> [Activity]
Every entry here should be copied exactly.

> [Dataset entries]
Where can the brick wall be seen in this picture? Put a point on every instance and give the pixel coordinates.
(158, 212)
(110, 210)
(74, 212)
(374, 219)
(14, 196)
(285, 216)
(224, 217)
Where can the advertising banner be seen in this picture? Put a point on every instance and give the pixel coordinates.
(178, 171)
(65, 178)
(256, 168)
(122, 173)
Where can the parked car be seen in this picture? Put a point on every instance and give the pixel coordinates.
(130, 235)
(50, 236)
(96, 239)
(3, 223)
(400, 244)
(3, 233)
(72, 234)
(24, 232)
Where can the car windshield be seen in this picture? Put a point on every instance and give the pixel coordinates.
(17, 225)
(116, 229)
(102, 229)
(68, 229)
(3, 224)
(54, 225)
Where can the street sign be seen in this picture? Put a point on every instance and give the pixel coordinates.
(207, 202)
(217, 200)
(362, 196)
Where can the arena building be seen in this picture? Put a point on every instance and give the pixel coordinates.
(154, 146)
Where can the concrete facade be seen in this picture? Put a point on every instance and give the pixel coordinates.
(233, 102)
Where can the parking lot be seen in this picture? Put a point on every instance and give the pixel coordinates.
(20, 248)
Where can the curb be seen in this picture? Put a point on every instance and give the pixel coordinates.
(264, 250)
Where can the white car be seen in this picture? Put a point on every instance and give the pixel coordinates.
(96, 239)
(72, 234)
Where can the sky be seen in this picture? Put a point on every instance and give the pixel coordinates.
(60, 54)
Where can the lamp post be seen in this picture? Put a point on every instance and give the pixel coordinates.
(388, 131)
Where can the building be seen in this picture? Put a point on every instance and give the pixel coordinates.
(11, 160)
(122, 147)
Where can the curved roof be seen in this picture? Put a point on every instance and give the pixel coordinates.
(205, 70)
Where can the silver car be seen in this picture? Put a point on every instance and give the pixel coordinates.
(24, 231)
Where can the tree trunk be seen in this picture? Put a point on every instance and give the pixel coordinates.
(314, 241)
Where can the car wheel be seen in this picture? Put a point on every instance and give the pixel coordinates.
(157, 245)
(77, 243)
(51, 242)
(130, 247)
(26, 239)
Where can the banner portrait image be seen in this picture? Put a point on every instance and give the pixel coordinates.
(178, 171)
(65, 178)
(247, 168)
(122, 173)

> [Result of this task]
Where can the brick wall be seen in this picture? Put a point on every instance and give the pixel coordinates.
(158, 212)
(110, 210)
(74, 212)
(374, 219)
(14, 196)
(285, 216)
(224, 217)
Where can the advertising banner be seen in this picture? Put a point on every instance and give the pixel coordinates.
(178, 171)
(65, 178)
(256, 168)
(122, 173)
Where can the parked car be seen in this picture? Put a point on every instance and give the pixel coordinates.
(130, 235)
(50, 236)
(96, 239)
(3, 223)
(400, 244)
(3, 233)
(72, 234)
(24, 232)
Where can the car windshield be seen in this picture? Put a point on every instance and give the pixel coordinates.
(17, 225)
(116, 229)
(102, 229)
(68, 229)
(3, 224)
(54, 225)
Where can the street sign be seen in this picture? Put a point on every instance and give the pixel coordinates.
(207, 202)
(217, 200)
(362, 196)
Where can the arena building be seen in this picture? Put a point on every instance and give the pixel coordinates.
(154, 146)
Where can the concrete facade be seen in this picture? Put a point on every instance and give the pixel coordinates.
(233, 102)
Where can the parking lot be seen in this picture? Put a point on every instance and give the pixel coordinates.
(20, 248)
Where can the curb be seen in this picture? Put a point on every instance and give the pixel coordinates.
(264, 250)
Where can the white car be seen in this picture? Put a point on every instance and give the pixel coordinates.
(96, 239)
(72, 234)
Where can the sky be seen in this picture? Put a point on every instance and give the pixel coordinates.
(60, 54)
Where can the lamp post be seen in this picture? Put a point on every instance and give the pixel coordinates.
(388, 131)
Where can the building be seen in this picture? Put a point on every instance and give the pixel coordinates.
(11, 160)
(122, 147)
Where can the curved roof be seen in this picture? Put a point on every instance and give the pixel coordinates.
(205, 70)
Where can the silver car be seen in this picture? Put a point on every instance and give the pixel coordinates.
(24, 231)
Where can the tree trunk be seen in this picture? Put a point on every instance and give the pixel coordinates.
(314, 241)
Where can the car wheel be seen in this picture? Put a point on every instance and give the pixel coordinates.
(157, 245)
(77, 243)
(51, 242)
(130, 247)
(26, 239)
Where can the banner portrait image be seen in this picture? Put a point on every instance and give the pixel coordinates.
(178, 171)
(65, 178)
(247, 168)
(122, 173)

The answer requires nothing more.